▶ Data for processing:
----
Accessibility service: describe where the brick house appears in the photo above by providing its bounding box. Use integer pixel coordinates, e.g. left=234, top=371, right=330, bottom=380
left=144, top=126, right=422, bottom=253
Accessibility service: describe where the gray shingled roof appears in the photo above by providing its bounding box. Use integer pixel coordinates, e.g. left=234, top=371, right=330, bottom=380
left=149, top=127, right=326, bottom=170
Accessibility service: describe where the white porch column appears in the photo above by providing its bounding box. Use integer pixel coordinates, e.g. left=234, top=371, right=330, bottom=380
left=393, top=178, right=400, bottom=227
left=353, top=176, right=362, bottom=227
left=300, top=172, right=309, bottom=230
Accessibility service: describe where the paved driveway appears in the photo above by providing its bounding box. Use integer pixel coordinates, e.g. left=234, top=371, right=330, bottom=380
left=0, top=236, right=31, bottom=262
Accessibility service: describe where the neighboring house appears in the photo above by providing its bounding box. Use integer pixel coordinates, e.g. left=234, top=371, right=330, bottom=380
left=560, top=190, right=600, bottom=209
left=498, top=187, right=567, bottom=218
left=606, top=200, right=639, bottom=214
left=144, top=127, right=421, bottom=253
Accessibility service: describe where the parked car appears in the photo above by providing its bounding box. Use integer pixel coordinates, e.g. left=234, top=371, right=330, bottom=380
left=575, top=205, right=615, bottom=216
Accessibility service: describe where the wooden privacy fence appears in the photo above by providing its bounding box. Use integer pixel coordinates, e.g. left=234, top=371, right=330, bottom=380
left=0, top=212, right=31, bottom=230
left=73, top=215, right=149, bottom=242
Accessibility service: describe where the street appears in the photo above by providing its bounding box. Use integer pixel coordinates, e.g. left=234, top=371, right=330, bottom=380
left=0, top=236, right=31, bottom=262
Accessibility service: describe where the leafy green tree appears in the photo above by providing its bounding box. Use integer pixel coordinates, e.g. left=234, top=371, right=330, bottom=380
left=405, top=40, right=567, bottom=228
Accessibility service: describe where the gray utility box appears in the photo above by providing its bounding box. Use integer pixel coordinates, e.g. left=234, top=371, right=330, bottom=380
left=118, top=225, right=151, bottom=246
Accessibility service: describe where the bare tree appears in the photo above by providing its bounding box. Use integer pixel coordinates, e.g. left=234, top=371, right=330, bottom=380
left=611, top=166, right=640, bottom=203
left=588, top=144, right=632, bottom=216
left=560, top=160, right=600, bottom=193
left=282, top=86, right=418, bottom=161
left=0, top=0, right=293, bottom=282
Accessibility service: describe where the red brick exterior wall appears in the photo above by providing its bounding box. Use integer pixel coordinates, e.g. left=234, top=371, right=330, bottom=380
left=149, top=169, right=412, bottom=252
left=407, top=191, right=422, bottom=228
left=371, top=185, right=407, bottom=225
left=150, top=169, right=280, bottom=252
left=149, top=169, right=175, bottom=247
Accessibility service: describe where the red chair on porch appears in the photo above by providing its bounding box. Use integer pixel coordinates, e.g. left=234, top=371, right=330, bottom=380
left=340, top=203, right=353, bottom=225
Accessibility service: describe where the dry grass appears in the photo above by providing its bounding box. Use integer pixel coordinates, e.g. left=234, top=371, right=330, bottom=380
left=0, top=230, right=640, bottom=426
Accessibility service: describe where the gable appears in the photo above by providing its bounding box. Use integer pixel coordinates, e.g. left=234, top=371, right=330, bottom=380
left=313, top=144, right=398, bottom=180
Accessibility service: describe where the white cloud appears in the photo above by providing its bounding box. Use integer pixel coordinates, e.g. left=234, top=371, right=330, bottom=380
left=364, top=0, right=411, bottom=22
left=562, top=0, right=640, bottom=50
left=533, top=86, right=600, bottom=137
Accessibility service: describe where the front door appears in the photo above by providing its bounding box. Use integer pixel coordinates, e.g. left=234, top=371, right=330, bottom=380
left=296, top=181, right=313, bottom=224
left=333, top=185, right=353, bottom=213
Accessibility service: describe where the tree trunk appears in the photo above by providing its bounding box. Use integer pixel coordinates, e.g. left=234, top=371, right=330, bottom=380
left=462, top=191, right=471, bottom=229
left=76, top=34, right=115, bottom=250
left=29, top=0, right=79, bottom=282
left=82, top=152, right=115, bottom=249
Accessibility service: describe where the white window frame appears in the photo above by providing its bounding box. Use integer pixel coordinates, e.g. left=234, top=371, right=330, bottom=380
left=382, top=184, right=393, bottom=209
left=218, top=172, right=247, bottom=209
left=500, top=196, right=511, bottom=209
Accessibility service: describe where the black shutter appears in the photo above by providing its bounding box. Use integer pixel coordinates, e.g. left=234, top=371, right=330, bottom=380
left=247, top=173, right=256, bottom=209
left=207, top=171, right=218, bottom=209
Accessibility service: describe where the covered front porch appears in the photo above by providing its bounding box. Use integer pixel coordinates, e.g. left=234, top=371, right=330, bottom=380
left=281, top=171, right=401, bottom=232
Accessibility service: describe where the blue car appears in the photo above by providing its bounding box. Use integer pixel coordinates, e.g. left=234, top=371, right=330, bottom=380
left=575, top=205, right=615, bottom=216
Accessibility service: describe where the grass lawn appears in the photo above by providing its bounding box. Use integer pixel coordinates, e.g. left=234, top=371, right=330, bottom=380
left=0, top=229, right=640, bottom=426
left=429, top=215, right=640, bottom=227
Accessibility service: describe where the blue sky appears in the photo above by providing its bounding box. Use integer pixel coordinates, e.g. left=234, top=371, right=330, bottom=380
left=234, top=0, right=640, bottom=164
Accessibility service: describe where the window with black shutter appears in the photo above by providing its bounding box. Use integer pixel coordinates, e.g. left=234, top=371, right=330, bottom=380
----
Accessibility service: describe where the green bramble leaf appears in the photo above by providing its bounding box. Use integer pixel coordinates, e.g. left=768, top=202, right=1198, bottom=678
----
▶ Objective:
Rescale the records above, starting with the line that contains "Accessibility service: describe where the covered" and going on through the line that contains "left=281, top=171, right=401, bottom=232". Write out only those lines again, requests included. Multiply each bounding box coordinate in the answers by 2.35 and round to whole numbers, with halves rounded up. Leave the requests and their sample coordinates unchanged.

▶ Solution to this exercise:
Accessibility service: describe where the covered front porch appears in the photo above by providing its bounding box. Use integer pixel coordinates, e.g. left=234, top=371, right=330, bottom=380
left=660, top=402, right=942, bottom=545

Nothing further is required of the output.